Source excerpt ▸
________________________________________

Patchwork memory hotplug: Correct page reservation checking

login
register
mail settings
Submitter Nathan Fontenot
Date Sept. 26, 2011, 3:22 p.m.
Message ID <4E8098B9.1080702@austin.ibm.com>
Download mbox | patch
Permalink /patch/116436/
State Not Applicable
Headers show

Comments

Nathan Fontenot - Sept. 26, 2011, 3:22 p.m.
The check to ensure that pages of recently added memory sections are correctly
marked as reserved before trying to online the memory is broken.  The request
to online the memory fails with the following:

kernel: section number XXX page number 256 not reserved, was it already online?

This updates the page reservation checking to check the pages of each memory
section of the memory block being onlined individually.

Signed-off-by: Nathan Fontenot <nfont@linux.vnet.ibm.com>
---
 drivers/base/memory.c |   60 ++++++++++++++++++++++++++++++--------------------
 1 file changed, 37 insertions(+), 23 deletions(-)
Andrew Morton - Oct. 4, 2011, 12:50 a.m.
On Mon, 26 Sep 2011 10:22:33 -0500
Nathan Fontenot <nfont@austin.ibm.com> wrote:

> The check to ensure that pages of recently added memory sections are correctly
> marked as reserved before trying to online the memory is broken.  The request
> to online the memory fails with the following:
> 
> kernel: section number XXX page number 256 not reserved, was it already online?
> 
> This updates the page reservation checking to check the pages of each memory
> section of the memory block being onlined individually.

Why was this only noticed now?  Is there something unusual about the
way in which you're using it, or has nobody ever used this code, or...?
Nathan Fontenot - Oct. 4, 2011, 2:19 p.m.
On 10/03/2011 07:50 PM, Andrew Morton wrote:
> On Mon, 26 Sep 2011 10:22:33 -0500
> Nathan Fontenot <nfont@austin.ibm.com> wrote:
> 
>> The check to ensure that pages of recently added memory sections are correctly
>> marked as reserved before trying to online the memory is broken.  The request
>> to online the memory fails with the following:
>>
>> kernel: section number XXX page number 256 not reserved, was it already online?

________________________________________

(Boundary labeling items)
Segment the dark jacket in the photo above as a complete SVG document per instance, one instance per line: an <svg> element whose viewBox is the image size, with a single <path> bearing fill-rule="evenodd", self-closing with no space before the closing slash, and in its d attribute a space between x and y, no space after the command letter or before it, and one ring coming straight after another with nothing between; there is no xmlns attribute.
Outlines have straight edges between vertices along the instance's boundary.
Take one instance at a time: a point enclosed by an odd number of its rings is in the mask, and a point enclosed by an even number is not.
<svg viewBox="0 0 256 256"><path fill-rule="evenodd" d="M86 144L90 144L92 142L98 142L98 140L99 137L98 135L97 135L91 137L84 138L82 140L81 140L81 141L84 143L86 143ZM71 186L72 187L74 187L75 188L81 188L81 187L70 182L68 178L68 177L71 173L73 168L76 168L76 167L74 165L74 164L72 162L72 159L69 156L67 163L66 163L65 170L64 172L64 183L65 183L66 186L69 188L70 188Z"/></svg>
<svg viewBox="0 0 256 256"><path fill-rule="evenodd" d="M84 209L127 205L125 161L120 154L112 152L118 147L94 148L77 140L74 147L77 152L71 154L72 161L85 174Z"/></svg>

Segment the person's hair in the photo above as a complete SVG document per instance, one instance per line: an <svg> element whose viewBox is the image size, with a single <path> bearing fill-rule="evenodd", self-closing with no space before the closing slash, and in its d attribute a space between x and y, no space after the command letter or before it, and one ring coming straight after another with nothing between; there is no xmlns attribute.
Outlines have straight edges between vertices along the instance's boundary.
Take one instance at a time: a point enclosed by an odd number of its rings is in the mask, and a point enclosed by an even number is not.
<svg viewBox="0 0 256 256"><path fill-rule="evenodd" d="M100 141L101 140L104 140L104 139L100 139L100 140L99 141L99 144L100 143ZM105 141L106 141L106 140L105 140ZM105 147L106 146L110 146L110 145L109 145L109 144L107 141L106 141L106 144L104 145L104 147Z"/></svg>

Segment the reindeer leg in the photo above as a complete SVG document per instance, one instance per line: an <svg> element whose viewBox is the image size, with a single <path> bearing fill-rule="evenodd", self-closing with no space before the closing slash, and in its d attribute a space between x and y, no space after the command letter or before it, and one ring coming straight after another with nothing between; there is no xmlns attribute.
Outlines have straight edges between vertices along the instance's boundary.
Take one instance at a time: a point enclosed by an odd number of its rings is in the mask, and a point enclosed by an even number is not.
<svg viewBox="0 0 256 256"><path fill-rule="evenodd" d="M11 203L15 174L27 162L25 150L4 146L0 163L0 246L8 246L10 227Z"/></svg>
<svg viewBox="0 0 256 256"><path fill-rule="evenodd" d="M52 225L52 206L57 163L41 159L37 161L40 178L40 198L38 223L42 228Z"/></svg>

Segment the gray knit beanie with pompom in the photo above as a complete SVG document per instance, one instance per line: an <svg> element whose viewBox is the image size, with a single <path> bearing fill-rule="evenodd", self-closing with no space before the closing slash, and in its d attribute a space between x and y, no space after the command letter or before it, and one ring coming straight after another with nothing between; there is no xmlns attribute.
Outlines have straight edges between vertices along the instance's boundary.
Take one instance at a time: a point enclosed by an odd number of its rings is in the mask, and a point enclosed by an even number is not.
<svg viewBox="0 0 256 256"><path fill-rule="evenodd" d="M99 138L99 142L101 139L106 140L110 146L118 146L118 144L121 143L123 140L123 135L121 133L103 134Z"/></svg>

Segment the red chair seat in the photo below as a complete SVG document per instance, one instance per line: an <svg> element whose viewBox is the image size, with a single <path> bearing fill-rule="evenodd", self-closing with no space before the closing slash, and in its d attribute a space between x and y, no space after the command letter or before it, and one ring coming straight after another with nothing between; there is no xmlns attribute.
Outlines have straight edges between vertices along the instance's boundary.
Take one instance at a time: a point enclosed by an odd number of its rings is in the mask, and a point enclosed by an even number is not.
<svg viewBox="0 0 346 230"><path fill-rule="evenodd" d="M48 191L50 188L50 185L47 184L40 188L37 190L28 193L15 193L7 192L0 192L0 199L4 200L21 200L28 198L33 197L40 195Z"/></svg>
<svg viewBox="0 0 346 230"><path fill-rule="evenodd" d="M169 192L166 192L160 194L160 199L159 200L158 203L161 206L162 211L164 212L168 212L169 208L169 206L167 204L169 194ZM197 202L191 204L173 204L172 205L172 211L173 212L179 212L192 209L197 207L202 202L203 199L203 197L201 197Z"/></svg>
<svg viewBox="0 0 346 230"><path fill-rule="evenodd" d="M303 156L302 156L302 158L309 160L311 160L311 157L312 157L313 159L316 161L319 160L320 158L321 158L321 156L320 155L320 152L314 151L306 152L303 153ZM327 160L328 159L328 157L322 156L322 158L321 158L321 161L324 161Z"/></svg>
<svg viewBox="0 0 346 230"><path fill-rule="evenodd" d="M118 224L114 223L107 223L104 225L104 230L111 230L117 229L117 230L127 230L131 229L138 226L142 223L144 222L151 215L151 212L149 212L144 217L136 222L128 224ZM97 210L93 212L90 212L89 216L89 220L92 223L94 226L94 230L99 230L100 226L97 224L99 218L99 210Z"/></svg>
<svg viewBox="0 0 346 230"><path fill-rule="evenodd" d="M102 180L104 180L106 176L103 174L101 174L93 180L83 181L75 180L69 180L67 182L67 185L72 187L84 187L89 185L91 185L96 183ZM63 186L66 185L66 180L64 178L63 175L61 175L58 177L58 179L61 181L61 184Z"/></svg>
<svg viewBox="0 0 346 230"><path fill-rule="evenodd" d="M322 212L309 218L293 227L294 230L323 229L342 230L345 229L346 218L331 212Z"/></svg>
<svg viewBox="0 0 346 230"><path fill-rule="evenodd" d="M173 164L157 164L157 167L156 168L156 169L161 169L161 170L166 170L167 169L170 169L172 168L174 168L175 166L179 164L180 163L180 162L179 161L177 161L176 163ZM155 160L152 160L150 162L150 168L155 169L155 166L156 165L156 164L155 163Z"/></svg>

________________________________________

Set of tasks ▸
a – From the memory hotplug patch thread, extract the passage that begins at the words "Why was this" and stops after the words "2011, 2:19 p.m.".
b – According to the memory hotplug patch thread, why does the patch change how page reservation is checked? Answer in one to three sentences.

Solved tasks ▸
a –
Why was this only noticed now?  Is there something unusual about the
way in which you're using it, or has nobody ever used this code, or...?
Nathan Fontenot - Oct. 4, 2011, 2:19 p.m.

b – The existing check that pages of newly added memory sections are marked as reserved before onlining is broken. Requests to online the memory fail with a "not reserved, was it already online?" message. The patch therefore checks the pages of each memory section in the block separately.